- SOURCE DATA:

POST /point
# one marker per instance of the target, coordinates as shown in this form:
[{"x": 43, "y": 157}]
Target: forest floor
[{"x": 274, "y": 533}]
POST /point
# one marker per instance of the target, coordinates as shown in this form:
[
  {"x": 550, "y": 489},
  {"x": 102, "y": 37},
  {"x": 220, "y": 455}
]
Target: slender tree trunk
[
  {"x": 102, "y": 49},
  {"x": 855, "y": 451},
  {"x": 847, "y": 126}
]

- PROBLEM DESCRIPTION: Give back the whole listing, word for word.

- REPLY TO THE EXERCISE:
POST /point
# one marker per instance of the target, coordinates as shown in this form:
[{"x": 43, "y": 157}]
Target: forest floor
[{"x": 274, "y": 533}]
POST /point
# one marker per instance of the target, coordinates as shown in this form:
[
  {"x": 550, "y": 489},
  {"x": 102, "y": 37},
  {"x": 220, "y": 455}
]
Target: slender tree trunk
[
  {"x": 102, "y": 49},
  {"x": 855, "y": 451},
  {"x": 847, "y": 126}
]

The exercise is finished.